The records that follow are to be given again exactly. Do not carry over any image.

======== EXTRACTED MATERIAL

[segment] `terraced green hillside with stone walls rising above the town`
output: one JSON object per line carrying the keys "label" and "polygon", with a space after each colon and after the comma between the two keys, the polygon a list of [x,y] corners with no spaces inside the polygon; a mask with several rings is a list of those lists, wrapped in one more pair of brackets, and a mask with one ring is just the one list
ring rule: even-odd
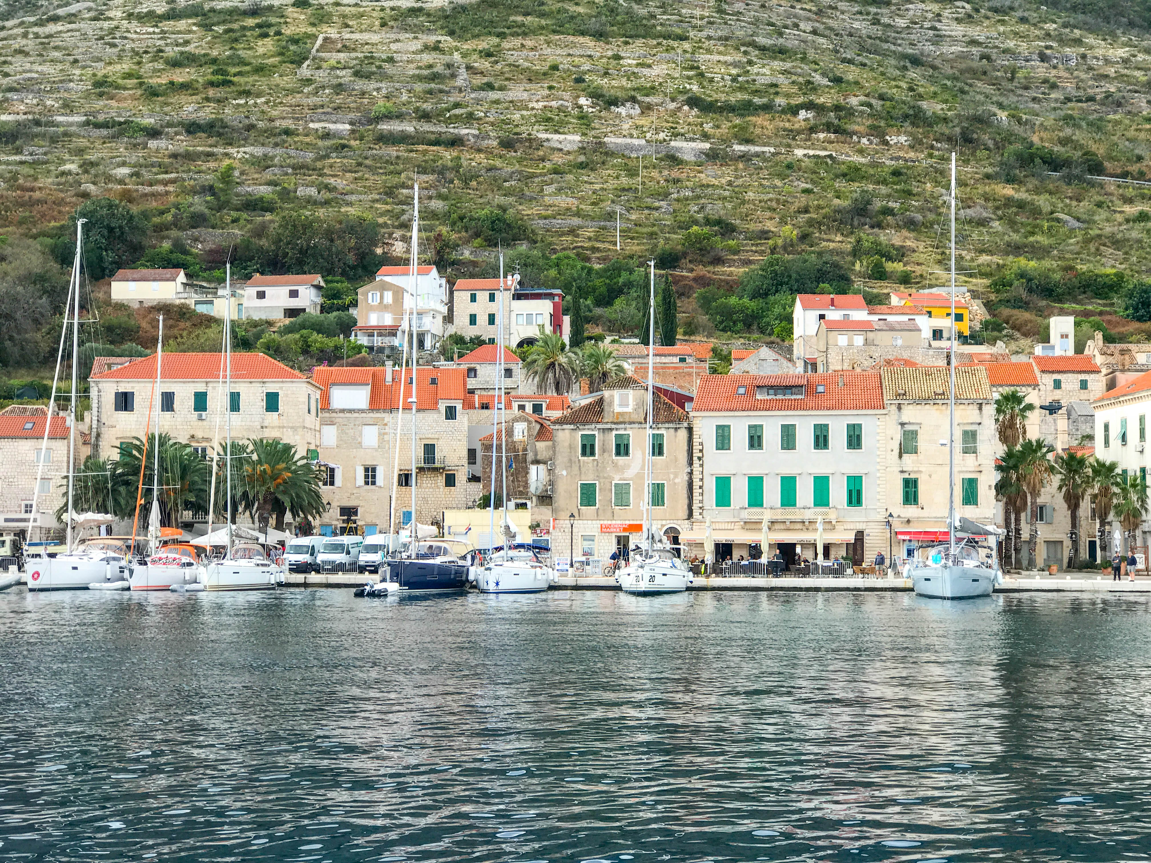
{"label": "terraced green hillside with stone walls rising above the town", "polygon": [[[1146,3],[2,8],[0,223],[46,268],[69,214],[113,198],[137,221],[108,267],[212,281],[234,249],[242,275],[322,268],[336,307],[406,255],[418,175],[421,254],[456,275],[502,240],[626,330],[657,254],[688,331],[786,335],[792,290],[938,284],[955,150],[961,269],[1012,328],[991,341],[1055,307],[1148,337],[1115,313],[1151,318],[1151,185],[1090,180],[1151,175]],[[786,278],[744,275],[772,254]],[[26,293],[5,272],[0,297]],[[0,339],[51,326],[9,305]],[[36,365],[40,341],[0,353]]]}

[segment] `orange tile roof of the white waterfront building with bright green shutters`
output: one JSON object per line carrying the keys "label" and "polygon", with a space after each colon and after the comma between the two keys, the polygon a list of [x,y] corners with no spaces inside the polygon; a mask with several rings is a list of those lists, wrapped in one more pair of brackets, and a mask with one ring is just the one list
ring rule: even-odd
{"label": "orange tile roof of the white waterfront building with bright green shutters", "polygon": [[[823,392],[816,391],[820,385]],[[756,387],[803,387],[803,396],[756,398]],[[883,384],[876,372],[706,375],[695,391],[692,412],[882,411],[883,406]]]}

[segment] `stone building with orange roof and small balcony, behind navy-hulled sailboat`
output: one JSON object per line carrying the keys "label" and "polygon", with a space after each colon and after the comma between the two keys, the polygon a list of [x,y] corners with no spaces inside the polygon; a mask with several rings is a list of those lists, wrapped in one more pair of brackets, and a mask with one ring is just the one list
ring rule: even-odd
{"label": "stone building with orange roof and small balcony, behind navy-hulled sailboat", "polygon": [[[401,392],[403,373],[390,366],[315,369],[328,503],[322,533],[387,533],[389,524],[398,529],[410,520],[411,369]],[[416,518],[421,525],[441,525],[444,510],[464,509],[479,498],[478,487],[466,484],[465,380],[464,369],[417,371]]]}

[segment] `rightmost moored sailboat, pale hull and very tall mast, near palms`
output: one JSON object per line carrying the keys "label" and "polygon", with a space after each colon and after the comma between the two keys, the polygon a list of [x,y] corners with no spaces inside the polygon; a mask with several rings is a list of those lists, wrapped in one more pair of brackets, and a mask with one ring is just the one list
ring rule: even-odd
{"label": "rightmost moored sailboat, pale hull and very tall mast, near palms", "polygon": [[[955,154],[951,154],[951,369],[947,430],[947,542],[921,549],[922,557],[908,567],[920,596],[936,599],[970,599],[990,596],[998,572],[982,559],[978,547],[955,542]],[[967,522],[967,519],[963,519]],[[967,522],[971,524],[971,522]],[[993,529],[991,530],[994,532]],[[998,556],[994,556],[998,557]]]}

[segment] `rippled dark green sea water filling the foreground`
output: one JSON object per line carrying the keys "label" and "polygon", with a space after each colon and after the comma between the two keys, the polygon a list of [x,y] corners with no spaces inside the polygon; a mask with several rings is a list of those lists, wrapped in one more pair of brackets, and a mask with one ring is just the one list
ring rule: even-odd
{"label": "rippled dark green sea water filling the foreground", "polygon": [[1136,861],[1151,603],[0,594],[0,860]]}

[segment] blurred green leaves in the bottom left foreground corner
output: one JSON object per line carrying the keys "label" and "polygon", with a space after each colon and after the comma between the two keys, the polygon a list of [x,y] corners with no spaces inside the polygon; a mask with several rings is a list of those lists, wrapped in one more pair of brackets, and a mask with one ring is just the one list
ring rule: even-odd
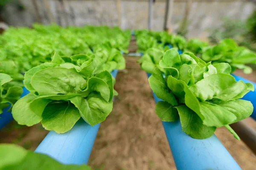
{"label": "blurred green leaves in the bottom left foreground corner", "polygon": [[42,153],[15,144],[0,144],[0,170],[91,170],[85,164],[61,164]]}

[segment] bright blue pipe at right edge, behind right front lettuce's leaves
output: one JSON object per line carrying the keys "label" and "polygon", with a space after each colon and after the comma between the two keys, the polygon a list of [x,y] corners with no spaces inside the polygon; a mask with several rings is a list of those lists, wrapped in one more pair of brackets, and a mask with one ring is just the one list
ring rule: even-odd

================

WRITTEN SOLUTION =>
[segment] `terraced green hillside with stone walls rising above the town`
output: one JSON object per line carrying the keys "label" and "polygon", with a space after each colon and after the comma between the two keys, the polygon a list of [x,y] corners with no spaces inside the polygon; a mask with several rings is a list of those lists, wrapped in one more pair of brackets, and a mask with one ring is just the one list
ring rule: even-odd
{"label": "terraced green hillside with stone walls rising above the town", "polygon": [[[1146,3],[2,8],[0,223],[46,268],[69,214],[113,198],[137,221],[108,267],[212,281],[234,249],[242,275],[322,268],[336,307],[406,255],[418,175],[421,254],[456,275],[502,240],[626,330],[657,254],[688,331],[786,335],[792,290],[938,284],[955,150],[961,269],[1012,328],[991,341],[1055,307],[1148,337],[1115,313],[1151,318],[1151,185],[1090,180],[1151,175]],[[786,278],[744,275],[772,254]],[[26,293],[5,272],[0,297]],[[0,339],[51,326],[9,305]],[[36,365],[40,341],[0,353]]]}

[segment] `orange tile roof of the white waterfront building with bright green shutters`
output: one JSON object per line carrying the keys "label" and "polygon", with a space after each colon and after the comma between the two keys, the polygon a list of [x,y] corners with no spaces inside the polygon; a mask with several rings is a list of those lists, wrapped in one more pair of brackets, and a mask with one ring is just the one list
ring rule: even-odd
{"label": "orange tile roof of the white waterfront building with bright green shutters", "polygon": [[[823,392],[816,391],[820,385]],[[756,387],[803,387],[803,396],[756,398]],[[883,384],[876,372],[706,375],[695,391],[692,412],[882,411],[883,406]]]}

[segment] `stone building with orange roof and small balcony, behind navy-hulled sailboat`
output: one JSON object per line carrying the keys "label" and "polygon", with a space after each colon and after the comma between the two keys, the polygon a list of [x,y] corners with no spaces inside the polygon; a mask with several rings is a list of those lists, wrapped in one more pair of brackets, and a mask with one ring is just the one list
ring rule: even-odd
{"label": "stone building with orange roof and small balcony, behind navy-hulled sailboat", "polygon": [[[401,392],[403,373],[390,366],[315,369],[328,503],[322,533],[387,533],[389,524],[398,529],[410,520],[411,369]],[[416,518],[421,525],[441,525],[444,510],[464,509],[479,498],[478,487],[466,484],[465,380],[464,369],[417,371]]]}

[segment] `rightmost moored sailboat, pale hull and very tall mast, near palms`
output: one JSON object per line carrying the keys "label" and "polygon", with a space after each colon and after the comma between the two keys, the polygon a list of [x,y] corners with no spaces inside the polygon; a mask with several rings is a list of those lists, wrapped in one more pair of brackets, and a mask with one ring is just the one list
ring rule: even-odd
{"label": "rightmost moored sailboat, pale hull and very tall mast, near palms", "polygon": [[[955,154],[951,154],[951,369],[947,430],[947,542],[921,549],[922,557],[908,567],[920,596],[936,599],[970,599],[990,596],[998,572],[982,559],[978,547],[955,542]],[[967,522],[967,519],[963,519]],[[967,522],[971,524],[971,522]],[[993,529],[991,530],[994,532]],[[998,556],[994,556],[998,557]]]}

[segment] `rippled dark green sea water filling the foreground`
output: one JSON object per line carrying the keys "label" and "polygon", with a space after each colon and after the comma between the two keys, the polygon a list of [x,y] corners with no spaces inside the polygon; a mask with several rings is a list of those lists, wrapped in one more pair of brackets, and a mask with one ring is just the one list
ring rule: even-odd
{"label": "rippled dark green sea water filling the foreground", "polygon": [[1136,861],[1151,603],[0,594],[0,860]]}

[segment] blurred green leaves in the bottom left foreground corner
output: one JSON object per line carrying the keys "label" and "polygon", with a space after each colon and after the comma between the two keys, the polygon a list of [x,y] corners with no spaces inside the polygon; a mask with several rings is a list of those lists, wrapped in one more pair of brackets, and a mask with one ring is just the one list
ring rule: even-odd
{"label": "blurred green leaves in the bottom left foreground corner", "polygon": [[42,153],[15,144],[0,144],[0,170],[91,170],[85,164],[61,164]]}

[segment] bright blue pipe at right edge, behind right front lettuce's leaves
output: one JSON object per line carrying the keys "label" and "polygon", with a space after each colon and after the comma between the two keys, the polygon a list of [x,y] corners with no spaces inside the polygon; a mask with several rings is a list of those lists, wrapped in one more pair of brackets, and a mask with one ring is just the one list
ring rule: even-odd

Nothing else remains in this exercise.